# Written instruction
Your task is to retype each line of the data below exactly.

Dataset entries:

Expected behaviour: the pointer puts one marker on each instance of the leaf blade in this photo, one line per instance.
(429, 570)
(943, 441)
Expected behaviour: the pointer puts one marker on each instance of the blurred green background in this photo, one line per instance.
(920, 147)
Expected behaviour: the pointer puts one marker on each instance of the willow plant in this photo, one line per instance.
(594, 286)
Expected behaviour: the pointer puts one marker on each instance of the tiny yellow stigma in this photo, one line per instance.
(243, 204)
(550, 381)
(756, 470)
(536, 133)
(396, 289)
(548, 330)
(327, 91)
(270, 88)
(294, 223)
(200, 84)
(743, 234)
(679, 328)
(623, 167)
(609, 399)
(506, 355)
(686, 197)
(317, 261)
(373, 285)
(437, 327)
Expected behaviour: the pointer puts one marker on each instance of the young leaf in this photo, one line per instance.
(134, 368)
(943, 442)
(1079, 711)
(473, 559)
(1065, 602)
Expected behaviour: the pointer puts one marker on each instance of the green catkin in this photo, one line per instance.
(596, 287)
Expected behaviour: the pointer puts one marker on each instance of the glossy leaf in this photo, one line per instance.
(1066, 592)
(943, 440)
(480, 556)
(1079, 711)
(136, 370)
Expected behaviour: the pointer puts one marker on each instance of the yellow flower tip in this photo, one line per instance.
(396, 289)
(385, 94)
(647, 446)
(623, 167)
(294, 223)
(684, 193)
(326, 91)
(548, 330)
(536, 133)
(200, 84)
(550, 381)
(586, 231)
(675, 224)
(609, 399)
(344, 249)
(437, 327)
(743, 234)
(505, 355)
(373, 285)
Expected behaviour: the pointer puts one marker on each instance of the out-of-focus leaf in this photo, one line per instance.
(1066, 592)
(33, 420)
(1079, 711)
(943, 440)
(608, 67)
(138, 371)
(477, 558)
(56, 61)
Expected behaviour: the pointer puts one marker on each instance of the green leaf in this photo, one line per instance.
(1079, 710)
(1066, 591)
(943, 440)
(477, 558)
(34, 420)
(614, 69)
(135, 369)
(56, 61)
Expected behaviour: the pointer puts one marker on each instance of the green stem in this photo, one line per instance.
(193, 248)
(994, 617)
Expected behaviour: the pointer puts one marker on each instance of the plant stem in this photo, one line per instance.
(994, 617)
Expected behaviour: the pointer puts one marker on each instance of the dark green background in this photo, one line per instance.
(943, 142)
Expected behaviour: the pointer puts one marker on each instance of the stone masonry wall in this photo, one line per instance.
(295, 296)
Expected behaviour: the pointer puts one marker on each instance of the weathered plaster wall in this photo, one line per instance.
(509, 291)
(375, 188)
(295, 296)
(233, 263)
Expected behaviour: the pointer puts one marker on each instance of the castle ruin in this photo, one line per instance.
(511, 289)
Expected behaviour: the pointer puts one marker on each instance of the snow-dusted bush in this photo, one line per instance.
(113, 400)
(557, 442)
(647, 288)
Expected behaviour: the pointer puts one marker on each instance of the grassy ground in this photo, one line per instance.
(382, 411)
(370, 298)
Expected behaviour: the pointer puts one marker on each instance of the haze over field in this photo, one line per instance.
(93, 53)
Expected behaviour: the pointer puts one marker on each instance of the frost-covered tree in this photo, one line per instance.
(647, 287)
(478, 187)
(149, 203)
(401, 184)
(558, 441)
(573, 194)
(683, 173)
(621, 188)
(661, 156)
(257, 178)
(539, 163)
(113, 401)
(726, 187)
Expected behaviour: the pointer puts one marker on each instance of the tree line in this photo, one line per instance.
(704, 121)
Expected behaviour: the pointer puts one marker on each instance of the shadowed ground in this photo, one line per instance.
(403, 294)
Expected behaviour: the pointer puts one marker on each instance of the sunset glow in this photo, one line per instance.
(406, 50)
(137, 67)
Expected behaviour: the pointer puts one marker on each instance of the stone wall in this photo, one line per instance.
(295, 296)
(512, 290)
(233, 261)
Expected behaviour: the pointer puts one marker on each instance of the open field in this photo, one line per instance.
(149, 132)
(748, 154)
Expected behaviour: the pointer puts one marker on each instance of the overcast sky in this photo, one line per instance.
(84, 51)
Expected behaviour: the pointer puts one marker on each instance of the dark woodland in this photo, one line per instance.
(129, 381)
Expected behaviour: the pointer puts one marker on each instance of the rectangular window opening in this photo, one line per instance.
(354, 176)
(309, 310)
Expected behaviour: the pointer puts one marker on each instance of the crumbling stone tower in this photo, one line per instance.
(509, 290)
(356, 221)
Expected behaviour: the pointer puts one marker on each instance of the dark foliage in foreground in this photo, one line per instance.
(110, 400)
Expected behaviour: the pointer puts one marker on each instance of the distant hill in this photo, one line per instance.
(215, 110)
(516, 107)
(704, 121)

# Solution for this task
Expected behaviour: the pointer puts one marker on each instance of the leaf blade in this photo, one line per instance.
(429, 570)
(943, 441)
Expected behaviour: the pointer puts one marker on each instance of the blurred green background in this photo, one line per instance.
(920, 147)
Expected behaviour: the pointer puts one marker on each instance of the willow plant in this photo, one line per instance.
(594, 286)
Expected behaviour: the pointer puts one marker on each instance of the tiny yellow stigma in this photo, one line per instance.
(243, 204)
(550, 381)
(756, 470)
(536, 133)
(396, 289)
(548, 330)
(327, 91)
(270, 88)
(294, 223)
(200, 84)
(743, 234)
(679, 328)
(623, 167)
(609, 399)
(506, 355)
(686, 197)
(317, 261)
(373, 285)
(437, 327)
Expected behaviour: the pointer puts one marker on each instance of the young leaf in this photo, one line per instance.
(134, 368)
(943, 442)
(1079, 711)
(473, 559)
(1065, 602)
Expected behaviour: the pointer puts one marker on each instance of the green catkin in this photo, one line per instance.
(596, 287)
Expected behaviour: the pointer puts one marker on each instance of the glossy leaf in this photo, one line per instance.
(1066, 592)
(943, 440)
(480, 556)
(1079, 711)
(136, 370)
Expected behaviour: the pointer puts one marker on each instance of the yellow flower tip in this photo, one line per instance.
(396, 289)
(385, 94)
(647, 446)
(623, 167)
(294, 223)
(684, 193)
(326, 91)
(548, 330)
(536, 133)
(200, 84)
(550, 381)
(586, 231)
(675, 224)
(609, 399)
(344, 249)
(437, 327)
(743, 234)
(505, 355)
(373, 285)
Expected behaviour: the pointer puts one marker on each instance of the out-of-focus leaf in this photo, one line per instance.
(1066, 592)
(33, 420)
(1079, 711)
(943, 440)
(608, 67)
(138, 371)
(477, 558)
(56, 61)
Expected behaviour: the pointer puts one marker on each instance of the green leaf in this photo, one line per instance.
(1079, 710)
(1066, 591)
(943, 440)
(477, 558)
(34, 420)
(614, 69)
(135, 369)
(56, 61)
Expected behaviour: the pointer puts one marker on each instance of the green stem in this photo, one line per instance.
(193, 248)
(994, 617)
Expected behaviour: the pointer puts one marker on each instance of the plant stem in this photo, one line per instance.
(994, 617)
Expected behaviour: the pointer puts one marker on each instance of the dark green background in this photo, one line per instance.
(943, 142)
Expected behaviour: the pointer puts one marker on each instance of the stone masonry wall in this photo, one line per instance.
(295, 296)
Expected behaviour: the pointer puts one marker on each instance of the weathered plaster wall in this photo, one line per instance.
(509, 291)
(375, 188)
(295, 296)
(233, 263)
Expected behaviour: the pointer puts one marker on each instance of the castle ruin in this photo, one line per instance.
(511, 289)
Expected behaviour: the pointer puts one marker on each instance of the snow-dusted bush in this photo, one line per instance.
(113, 400)
(557, 442)
(647, 288)
Expected behaviour: the pointer puts one marker on each instance of the grassy ground in this photo, one line per instance.
(382, 411)
(370, 298)
Expected behaviour: the pointer puts one marker on each instance of the haze over field in this photo, one line per instance.
(93, 53)
Expected behaviour: the pointer puts one marker on each instance of the frost-covered tree in this photo, one line per instance.
(647, 287)
(478, 187)
(149, 203)
(401, 184)
(558, 441)
(573, 194)
(683, 173)
(621, 188)
(661, 156)
(257, 178)
(539, 163)
(113, 401)
(726, 187)
Expected behaviour: the pointer puts one marker on each instance of the tree line in this photo, one line per instance.
(704, 121)
Expected behaviour: the pointer puts one marker on each instance of the shadowed ground in this photo, one line per instance.
(403, 294)
Expected behaviour: the pointer puts one marker on each instance of the sunset glow in this photo, one line per instance.
(406, 50)
(137, 67)
Expected behaviour: the pointer puts one marker on each instance of the stone wall in this photo, one line per instance.
(295, 296)
(512, 290)
(233, 261)
Expected behaviour: the pointer puts one marker on each instance of the open field in this photo, one line per instance.
(149, 132)
(748, 154)
Expected behaviour: the pointer puts one marker on each instance of the overcast sky in this photo, one line per instance.
(84, 51)
Expected behaviour: the pointer puts one marker on each instance of the dark woodland in this photo, one line per instance.
(129, 381)
Expected behaviour: the pointer puts one marker on each instance of the rectangular window opening in this photo, one line per instance.
(354, 176)
(309, 310)
Expected behaviour: the pointer puts one marker on each instance of the crumbling stone tower in this photo, one line per instance.
(509, 290)
(356, 221)
Expected behaviour: the pointer puts one marker on each instance of the dark foliage in foreground in this photo, one line per instance.
(110, 400)
Expected behaviour: the pointer puts one marker on each instance of the distant hill in this photo, one line per instance.
(215, 110)
(516, 107)
(704, 121)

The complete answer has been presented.